■ TASK OBJECTIVE: Lay out every line of the rows below as a numbered list, skipping any blank lines. Leave the pictures out of your answer.
BEGIN
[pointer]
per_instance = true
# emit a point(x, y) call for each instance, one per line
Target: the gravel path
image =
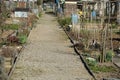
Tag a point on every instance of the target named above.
point(47, 55)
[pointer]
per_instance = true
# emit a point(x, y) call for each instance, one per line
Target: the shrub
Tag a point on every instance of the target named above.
point(64, 21)
point(109, 55)
point(11, 26)
point(22, 39)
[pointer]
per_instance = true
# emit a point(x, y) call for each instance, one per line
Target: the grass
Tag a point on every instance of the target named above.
point(11, 26)
point(102, 68)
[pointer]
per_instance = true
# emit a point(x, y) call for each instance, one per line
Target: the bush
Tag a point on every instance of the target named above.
point(22, 39)
point(109, 55)
point(114, 25)
point(64, 21)
point(11, 26)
END
■ RESPONSE FOR THIS EXERCISE:
1. [pointer]
2. per_instance = true
3. # emit a point(x, y) call for each instance, one per line
4. Target: the gravel path
5. image =
6. Tag a point on every instance of the target named above.
7. point(47, 55)
8. [pointer]
9. per_instance = true
10. # emit a point(x, y) call for each instance, one per line
11. Target: the shrub
12. Tag a point on every instance of the target named above.
13. point(64, 21)
14. point(109, 55)
15. point(11, 26)
16. point(22, 39)
17. [pointer]
18. per_instance = true
19. # emit a point(x, y) call for each instance, one per line
20. Target: the grass
21. Tag a point on every instance of the target named above.
22. point(11, 26)
23. point(102, 68)
24. [pointer]
25. per_instance = true
26. # emit a point(x, y) call for each instance, one per line
27. Target: the bush
28. Tag a point on every instance of the target named above.
29. point(22, 39)
30. point(109, 55)
31. point(114, 25)
32. point(64, 21)
33. point(11, 26)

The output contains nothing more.